◆ Work to be completed
Determine the number of lines in the entries below in which the word "Query" appears, and reply with that number only.

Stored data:
----
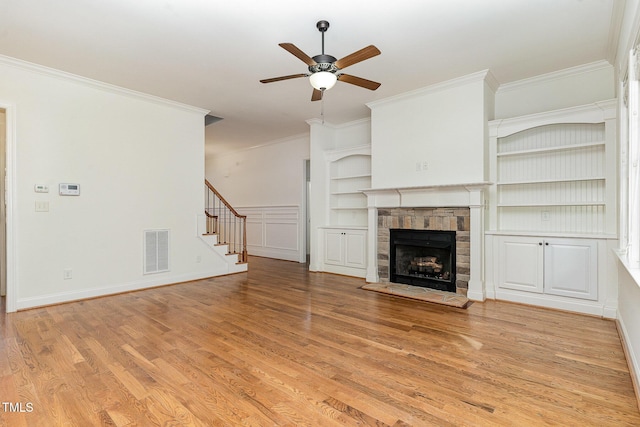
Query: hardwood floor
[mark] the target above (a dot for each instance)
(281, 346)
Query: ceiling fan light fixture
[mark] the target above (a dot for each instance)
(323, 80)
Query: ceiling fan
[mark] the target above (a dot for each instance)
(325, 70)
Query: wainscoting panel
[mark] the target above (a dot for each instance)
(274, 231)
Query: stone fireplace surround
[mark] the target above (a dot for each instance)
(435, 219)
(458, 207)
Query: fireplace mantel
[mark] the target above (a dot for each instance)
(469, 195)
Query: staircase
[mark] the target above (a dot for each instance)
(224, 230)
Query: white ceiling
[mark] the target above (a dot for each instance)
(212, 54)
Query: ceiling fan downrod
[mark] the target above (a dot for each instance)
(323, 62)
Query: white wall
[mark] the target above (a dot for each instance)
(562, 89)
(629, 284)
(268, 184)
(433, 136)
(140, 165)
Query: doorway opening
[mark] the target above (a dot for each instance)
(3, 212)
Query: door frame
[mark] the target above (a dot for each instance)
(10, 164)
----
◆ Solved problem
12